• _节选原文_
+===+
最近搞项目缺数据,随便写了一个爬虫,不知道好不好用,拿来分享一下,希望各位大佬提供一下指导。商品评论数量(QuantitySold)这个数据不知道为什么始终获取值为空,我这里自己采用的随机数
import time
import random
import requests
from lxml import etree
import pymysql
from DBUtils.PooledDB import PooledDB
db_pool = PooledDB(
creator=pymysql, # 使用 PyMySQL 作为数据库连接库
mincached=1, # 最小空闲连接数
maxcached=20, # 最大空闲连接数
maxconnections=20, # 最大连接数
host='localhost',
user='root',
password='',
database='shopping',
charset='utf8mb4'
)
# 插入数据
def insert_data(data):
conn = db_pool.connection()
cursor = conn.cursor()
try:
# 执行插入操作
cursor.execute("INSERT INTO products (shopname, name, type, QuantitySold, price, description, images) VALUES (%s, %s, %s, %s, %s, %s, %s)", data)
# 提交事务
conn.commit()
except Exception as e:
print("Error inserting data:", e)
# 回滚事务
conn.rollback()
finally:
# 关闭游标和连接
cursor.close()
conn.close()
head = {
"Cookie":"",
"User-Agent":""
}
def main(shoptitle, page):
url = f"https://search.jd.com/Search?keyword=${shoptitle}&wq=${shoptitle}&pvid=8858151673f941e9b1a4d2c7214b2b52&isList=0&page=${page}"
resp = requests.get(url, headers=head)
resp.encoding = "utf-8"
et = etree.HTML(resp.text)
shoppingName = et.xpath("//*[@id='J_goodsList']/ul/li/div/div/span/a/text()")
title = et.xpath("//*[@id='J_goodsList']/ul/li/div[@class='gl-i-wrap']/div[@class='p-img']/a/@title")
img = et.xpath("//*[@id='J_goodsList']/ul/li/div[@class='gl-i-wrap']/div[@class='p-img']/a/img/@data-lazy-img")
price = et.xpath("//*[@id='J_goodsList']/ul/li/div[@class='gl-i-wrap']/div[@class='p-price']/strong/i/text()")
Qun = et.xpath("//*[@id='J_goodsList']/ul/li/div[@class='gl-i-wrap']/div[@class='p-commit']/strong/text()")
+===+
• _待处理数据_
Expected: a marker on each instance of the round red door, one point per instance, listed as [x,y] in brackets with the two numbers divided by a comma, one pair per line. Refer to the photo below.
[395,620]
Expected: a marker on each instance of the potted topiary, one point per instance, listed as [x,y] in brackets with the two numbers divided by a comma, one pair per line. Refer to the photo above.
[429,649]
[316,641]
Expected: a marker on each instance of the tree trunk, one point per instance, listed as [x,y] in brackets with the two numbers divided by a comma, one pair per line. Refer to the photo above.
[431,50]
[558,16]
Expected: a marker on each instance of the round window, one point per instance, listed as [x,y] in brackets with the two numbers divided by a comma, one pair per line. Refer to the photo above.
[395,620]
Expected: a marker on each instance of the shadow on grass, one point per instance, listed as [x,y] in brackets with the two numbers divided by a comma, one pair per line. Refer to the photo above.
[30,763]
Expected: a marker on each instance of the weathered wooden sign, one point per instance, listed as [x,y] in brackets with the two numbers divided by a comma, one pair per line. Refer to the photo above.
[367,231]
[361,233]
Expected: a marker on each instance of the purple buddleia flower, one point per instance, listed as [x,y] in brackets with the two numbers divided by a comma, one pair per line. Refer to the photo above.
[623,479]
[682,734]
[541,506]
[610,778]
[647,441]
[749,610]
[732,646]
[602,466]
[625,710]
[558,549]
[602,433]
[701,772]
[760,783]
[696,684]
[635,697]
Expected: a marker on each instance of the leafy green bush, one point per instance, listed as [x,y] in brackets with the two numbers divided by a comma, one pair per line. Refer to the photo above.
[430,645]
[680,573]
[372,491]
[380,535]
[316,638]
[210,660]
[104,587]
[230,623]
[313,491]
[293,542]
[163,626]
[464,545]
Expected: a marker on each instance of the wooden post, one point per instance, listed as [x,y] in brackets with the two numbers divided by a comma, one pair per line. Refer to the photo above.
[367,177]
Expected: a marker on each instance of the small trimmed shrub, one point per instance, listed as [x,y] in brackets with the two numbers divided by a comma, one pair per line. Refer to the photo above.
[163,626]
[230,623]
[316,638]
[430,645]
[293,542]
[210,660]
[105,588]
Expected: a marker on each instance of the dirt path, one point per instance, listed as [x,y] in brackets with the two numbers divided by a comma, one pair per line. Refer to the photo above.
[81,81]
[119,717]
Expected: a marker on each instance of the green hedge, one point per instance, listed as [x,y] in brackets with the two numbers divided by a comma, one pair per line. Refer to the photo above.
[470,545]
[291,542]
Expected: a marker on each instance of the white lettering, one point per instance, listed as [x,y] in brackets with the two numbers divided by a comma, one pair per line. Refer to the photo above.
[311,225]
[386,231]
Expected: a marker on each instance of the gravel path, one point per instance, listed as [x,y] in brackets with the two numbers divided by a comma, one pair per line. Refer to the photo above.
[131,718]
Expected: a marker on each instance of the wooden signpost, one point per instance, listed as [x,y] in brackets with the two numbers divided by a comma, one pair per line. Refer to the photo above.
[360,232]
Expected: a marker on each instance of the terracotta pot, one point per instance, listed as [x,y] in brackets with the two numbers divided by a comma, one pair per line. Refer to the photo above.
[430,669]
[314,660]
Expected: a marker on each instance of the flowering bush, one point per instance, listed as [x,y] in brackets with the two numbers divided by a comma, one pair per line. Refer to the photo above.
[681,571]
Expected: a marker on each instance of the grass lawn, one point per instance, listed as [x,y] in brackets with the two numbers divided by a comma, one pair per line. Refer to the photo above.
+===+
• _练习题目_
1. 列出记录中所有包含字符串“grass”的行，每行原样抄出，大小写须完全一致。
2. 接着上文京东商品爬虫代码的最后一行，把后续部分续写完整。

• _各题答案_
1.
Expected: a marker on each instance of the shadow on grass, one point per instance, listed as [x,y] in brackets with the two numbers divided by a comma, one pair per line. Refer to the photo above.
Expected: a marker on each instance of the grass lawn, one point per instance, listed as [x,y] in brackets with the two numbers divided by a comma, one pair per line. Refer to the photo above.

2.
# print(etree.tostring(item, encoding="unicode"))//*[@id="J_comment_100091072389"]
xin = et.xpath("//*[@id='J_goodsList']/ul/li/div[@class='gl-i-wrap']/div[@class='p-img']/a/@href")
numurl = []
lianjie =[]
for item in img:
numurl.append("https:"+item)
for item in xin:
lianjie.append("https:" + item)
time.sleep(1)
for index in range(len(shoppingName)):
random_number = random.randint(100, 500000)
paqu(lianjie[index], shoppingName[index], title[index], shoptitle, random_number, price[index], numurl[index])
def paqu(Url, shoppingName, title, shoptitle, random_number, price, img):
resp = requests.get(Url, headers=head)
resp.encoding = "utf-8"
et = etree.HTML(resp.text)
num = et.xpath("//*[@id='detail']/div[2]/div[1]/div[1]/ul[3]/li/text()")
lianjie = ""
for item in num:
lianjie += item+","
print(img)
data_to_insert = (shoppingName, title, shoptitle, random_number, price, lianjie, img)
insert_data(data_to_insert)
shoptitle = ""
if __name__ == '__main__':
shoptitle = input("请输入你要爬取的商品类型")
#自己定义要爬取商品多少页
for cx in range(20):
main(shoptitle, cx+2)